* Begin *

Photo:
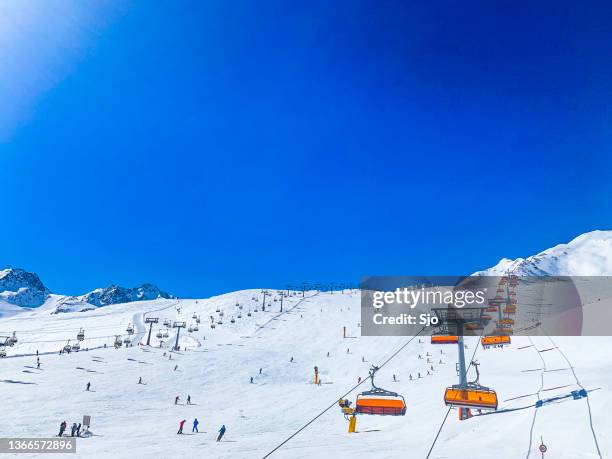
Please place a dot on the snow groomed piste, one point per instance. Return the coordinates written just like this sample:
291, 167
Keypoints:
284, 411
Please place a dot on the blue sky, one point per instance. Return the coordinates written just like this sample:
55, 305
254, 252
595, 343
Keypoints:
212, 146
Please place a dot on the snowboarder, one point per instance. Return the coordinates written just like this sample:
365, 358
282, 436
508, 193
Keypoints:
221, 432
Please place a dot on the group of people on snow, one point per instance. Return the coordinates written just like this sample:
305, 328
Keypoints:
194, 429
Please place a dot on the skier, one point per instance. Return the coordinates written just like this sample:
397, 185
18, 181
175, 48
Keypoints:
221, 432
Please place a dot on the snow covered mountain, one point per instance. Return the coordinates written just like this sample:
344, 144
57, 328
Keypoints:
252, 370
25, 289
116, 294
21, 288
590, 254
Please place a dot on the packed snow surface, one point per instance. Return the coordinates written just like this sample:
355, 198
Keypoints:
214, 367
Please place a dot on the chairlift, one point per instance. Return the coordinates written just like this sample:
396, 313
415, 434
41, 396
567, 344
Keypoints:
502, 331
443, 339
494, 341
379, 401
472, 396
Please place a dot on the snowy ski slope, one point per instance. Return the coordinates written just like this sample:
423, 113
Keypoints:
132, 420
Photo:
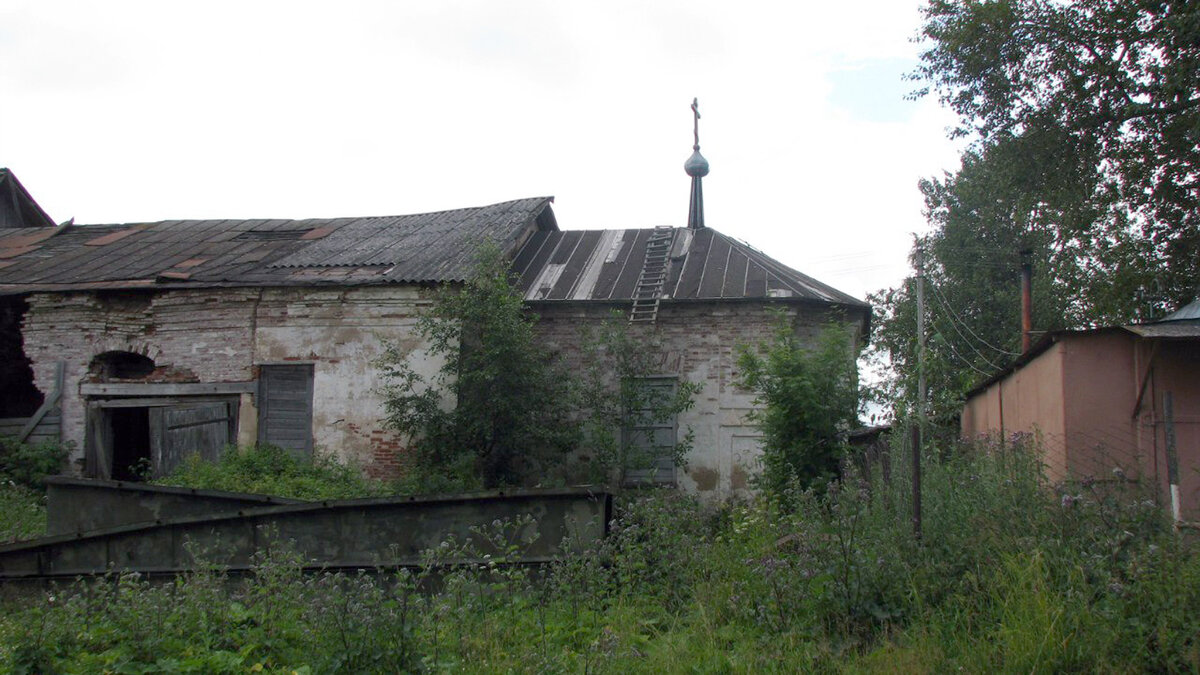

* End *

- _TASK REQUIREMENTS_: Return, word for word, every line of the listing from the one holding "Please place a dot on the chairlift, one" through the end of the listing, including both ends, but leave the pictures out.

- _WRITTEN SOLUTION_:
Please place a dot on the chairlift, one point per instance. Return the coordinates written just like this sample:
396, 313
415, 434
41, 396
567, 344
Keypoints:
502, 331
443, 339
494, 341
379, 401
472, 396
Please place a dot on the snowy ski slope, one point per instance. Return the coordinates written just like this sample:
423, 113
Keypoints:
132, 420
Photo:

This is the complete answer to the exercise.